Directive: Copy out the records below, putting "single dot" in place of every "single point" and changing nothing else.

Records for this task:
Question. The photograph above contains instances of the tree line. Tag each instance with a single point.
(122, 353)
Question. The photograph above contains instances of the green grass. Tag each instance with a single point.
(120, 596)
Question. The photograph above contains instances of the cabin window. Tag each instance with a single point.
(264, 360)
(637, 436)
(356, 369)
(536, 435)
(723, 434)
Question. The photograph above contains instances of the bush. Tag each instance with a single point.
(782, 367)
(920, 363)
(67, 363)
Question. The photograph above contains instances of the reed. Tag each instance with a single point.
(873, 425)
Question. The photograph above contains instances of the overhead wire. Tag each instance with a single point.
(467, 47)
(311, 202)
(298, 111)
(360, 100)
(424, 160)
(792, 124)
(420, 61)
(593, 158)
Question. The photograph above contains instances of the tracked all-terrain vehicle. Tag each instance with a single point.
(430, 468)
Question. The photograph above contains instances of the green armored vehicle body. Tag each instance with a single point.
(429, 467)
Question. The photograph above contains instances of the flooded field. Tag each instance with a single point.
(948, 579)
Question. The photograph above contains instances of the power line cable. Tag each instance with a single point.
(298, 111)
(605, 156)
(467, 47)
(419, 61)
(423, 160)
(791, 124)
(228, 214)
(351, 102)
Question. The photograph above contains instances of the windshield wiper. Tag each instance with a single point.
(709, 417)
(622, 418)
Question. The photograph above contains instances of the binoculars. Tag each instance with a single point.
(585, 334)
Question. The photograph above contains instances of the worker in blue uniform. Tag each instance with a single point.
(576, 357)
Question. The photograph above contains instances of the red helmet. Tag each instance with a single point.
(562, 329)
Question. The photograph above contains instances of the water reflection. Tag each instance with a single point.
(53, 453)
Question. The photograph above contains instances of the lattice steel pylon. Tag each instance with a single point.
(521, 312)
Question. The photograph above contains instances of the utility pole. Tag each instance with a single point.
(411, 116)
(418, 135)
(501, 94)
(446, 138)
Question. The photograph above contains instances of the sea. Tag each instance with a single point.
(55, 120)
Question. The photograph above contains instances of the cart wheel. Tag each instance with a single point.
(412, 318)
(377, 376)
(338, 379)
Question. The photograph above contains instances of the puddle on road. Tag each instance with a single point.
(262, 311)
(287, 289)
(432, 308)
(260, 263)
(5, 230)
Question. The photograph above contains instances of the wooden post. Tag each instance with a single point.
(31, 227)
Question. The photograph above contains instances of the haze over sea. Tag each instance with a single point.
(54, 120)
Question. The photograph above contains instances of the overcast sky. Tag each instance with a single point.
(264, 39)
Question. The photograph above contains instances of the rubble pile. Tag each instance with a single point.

Task response:
Question. The photograph above contains instances of the tree line. Tag each instance with a single dot.
(122, 353)
Question. The photograph above contains instances of the green grass. Tag each instance with a single dot.
(120, 596)
Question. The photograph above contains instances of the cabin window. Tag each instance with a single dot.
(264, 360)
(637, 436)
(356, 369)
(536, 435)
(723, 434)
Question. The photograph above contains instances of the bush. Tag each instance with a single dot.
(782, 367)
(920, 363)
(67, 363)
Question. The photograph above contains instances of the reed. Tag each instance with a single dot.
(873, 425)
Question. The photograph above contains instances of the overhead wire. Tag each instance with a single dot.
(467, 47)
(311, 202)
(298, 111)
(360, 100)
(424, 160)
(792, 124)
(420, 61)
(593, 158)
Question. The photograph above contains instances of the tracked all-terrain vehicle. Tag each instance with a single dot.
(430, 468)
Question. The photograph above contains instances of the green armored vehicle body. Tag each instance with a single dot.
(429, 467)
Question. The photograph above contains instances of the flooded field. Tag each instance with a single dot.
(948, 579)
Question. The photograph above contains instances of the power line cable. Tag each instance with a single dot.
(298, 111)
(605, 156)
(467, 47)
(419, 61)
(423, 160)
(791, 124)
(228, 214)
(351, 102)
Question. The photograph above contains instances of the windshield wiper. Tag each instance with a single dot.
(709, 417)
(622, 418)
Question. The photograph above contains instances of the binoculars. Tag each instance with a single dot.
(585, 334)
Question. The photograph above contains instances of the worker in blue uniform. Tag each instance with a single dot.
(576, 357)
Question. The photograph above contains instances of the red helmet. Tag each instance with a single dot.
(562, 329)
Question. The photograph above contains instances of the water reflection. Tag each instance with a single dot.
(53, 453)
Question. The photograph above contains instances of the lattice steel pylon. Tag each instance with a single dot.
(521, 312)
Question. The photograph above contains instances of the utility pole. Tag each instance with a single dot.
(411, 116)
(418, 135)
(501, 94)
(446, 138)
Question. The photograph above contains instances of the sea. Tag each instance with a single dot.
(55, 120)
Question. The photograph above contains instances of the cart wheel. Tag each instance with a single dot.
(412, 318)
(377, 376)
(338, 379)
Question. The photograph above contains instances of the puddle on road. Tag each instance with a single dot.
(262, 311)
(287, 289)
(432, 308)
(260, 263)
(5, 230)
Question. The photograph above contains instances of the wooden post. Tag each instance with a single dot.
(31, 227)
Question. The photograph above contains instances of the haze over sea. Tag each instance with a single dot.
(54, 120)
Question. The photograph above contains instances of the overcast sky. Tag each instance with a single dot.
(264, 39)
Question. The photograph above contains instances of the rubble pile. Tag each instance with a single dot.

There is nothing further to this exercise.